* [Task details]: In all of the data below, replace "a point per instance" with "one point for each instance" and leave everything else unchanged. Omit the pictures from your output.

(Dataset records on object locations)
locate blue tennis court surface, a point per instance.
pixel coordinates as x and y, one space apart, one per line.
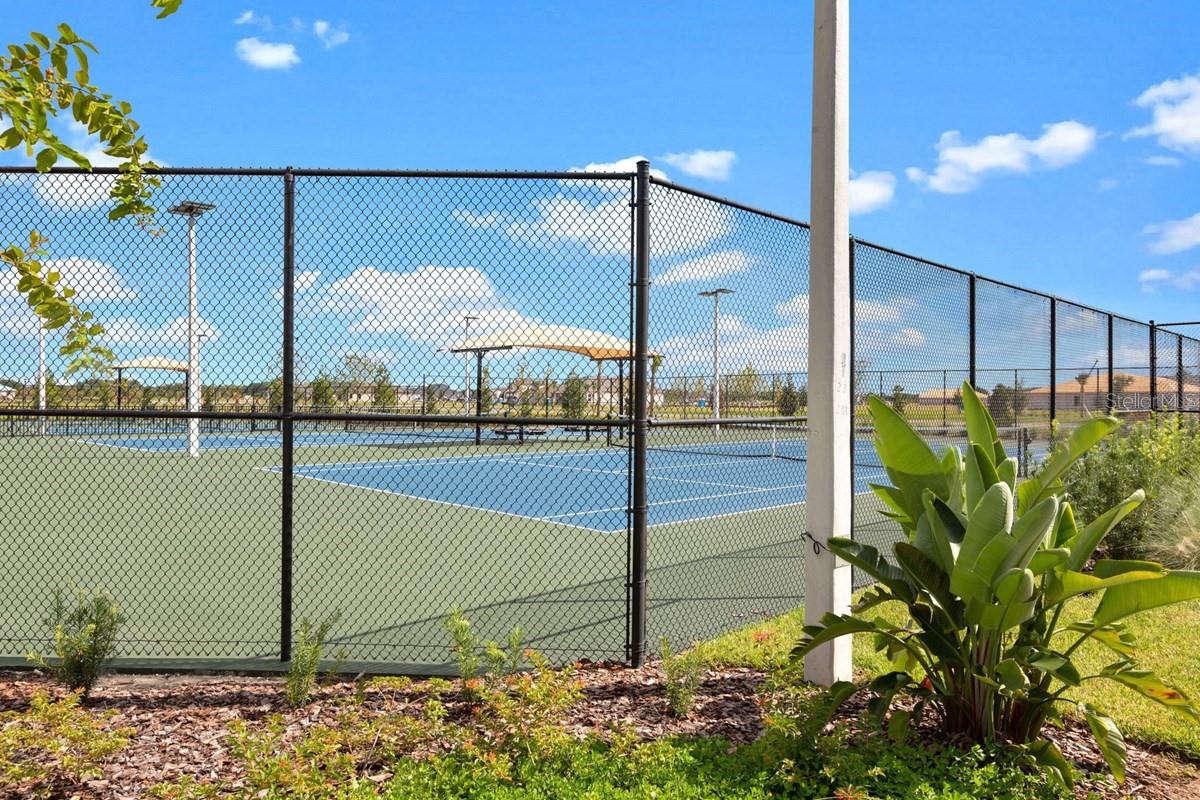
549 487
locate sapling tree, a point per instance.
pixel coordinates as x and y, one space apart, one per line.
48 78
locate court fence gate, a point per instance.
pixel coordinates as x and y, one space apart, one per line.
565 401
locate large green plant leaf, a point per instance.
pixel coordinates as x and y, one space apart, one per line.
1151 686
993 517
831 626
1081 439
1108 738
981 427
871 561
1085 543
1071 583
1132 597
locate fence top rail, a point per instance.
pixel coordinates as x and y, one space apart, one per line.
567 175
299 172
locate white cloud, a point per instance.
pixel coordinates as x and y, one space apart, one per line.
619 166
129 330
681 223
705 268
425 305
1175 235
329 35
1175 109
961 166
93 281
907 337
871 191
267 55
709 164
1152 280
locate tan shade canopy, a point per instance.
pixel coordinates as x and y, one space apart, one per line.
151 362
592 344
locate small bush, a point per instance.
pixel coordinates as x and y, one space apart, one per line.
306 655
1146 456
479 660
1173 536
84 638
53 743
684 674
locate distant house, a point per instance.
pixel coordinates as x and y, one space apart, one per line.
1129 394
948 396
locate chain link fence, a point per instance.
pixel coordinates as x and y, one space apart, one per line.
568 402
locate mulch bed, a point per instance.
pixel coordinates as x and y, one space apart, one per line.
181 723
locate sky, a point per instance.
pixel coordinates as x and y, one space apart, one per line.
1053 145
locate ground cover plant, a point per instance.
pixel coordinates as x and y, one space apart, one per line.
985 571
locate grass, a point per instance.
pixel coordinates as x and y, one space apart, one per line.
1167 637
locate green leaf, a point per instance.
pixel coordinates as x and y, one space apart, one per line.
1149 685
981 427
1071 583
1133 597
46 160
1108 738
832 626
1048 756
1085 543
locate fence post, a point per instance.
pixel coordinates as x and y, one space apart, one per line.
1153 366
1054 359
641 415
971 338
286 421
1179 372
1113 400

* [Solution]:
locate blue tennis court surface, one point for each instance.
pixel coordinates as x and y, one space apart, one per line.
549 487
locate sapling tree, one point for each instance.
pixel coordinates as x and y, one space apart, one per line.
48 78
locate court fence gate, one point for each instance.
pixel coordinates as x and y, one space apart, one per line.
565 401
locate large green plant leaf, one point for each instance.
pixel coordinates as x and y, one space apart, one per line.
1151 686
993 517
831 626
1081 439
1108 738
981 427
871 561
1085 543
1071 583
1132 597
locate fence top rail, one point for each instance.
pixel coordinates as x and y, one space apart, one per line.
567 175
299 172
locate white cloud, one point for each instance.
pixel coordinates as x and y, one space apart, one per line.
619 166
129 330
681 223
705 268
425 305
1175 235
329 35
1175 109
961 166
93 281
907 337
871 191
267 55
709 164
1152 280
locate tan shade canopy, one point for each instance.
pixel coordinates as x and y, one space apart, one per line.
151 362
592 344
locate small bush, one point for each instance.
pixel coordinates as x and y, one space apart, one per line.
306 655
1146 456
479 660
1173 536
84 638
53 743
684 674
locate distant house, one point for each instance.
pixel coordinates as x and y, one space apart, one per line.
1129 394
948 396
locate chain link fence, one point for each instance.
pixel coordinates as x and y, one space apart, one per line.
568 402
locate mulch bed, one point for each instance.
pixel coordinates as x and y, one space apart, one per line.
181 723
locate sky, one point for each instance.
pixel coordinates as x and y, one space apart, one per line.
1053 145
locate ground cover plant, one point for each instance.
pixel coordinates as x and y, one space apart, one per line.
985 571
locate grass, one point for each instance.
pixel coordinates as x and y, one space apart, one per line.
1167 637
locate green leaf, one point for each instance.
pixel coordinates as x and y, one space apart, one per line.
1149 685
981 427
1071 583
1133 597
46 160
1108 738
832 626
1048 756
1085 543
locate fence post, one point for each instance.
pixel coordinates as x and y, one space apart, one per line.
1153 366
1054 359
641 415
971 338
286 421
1179 372
1113 400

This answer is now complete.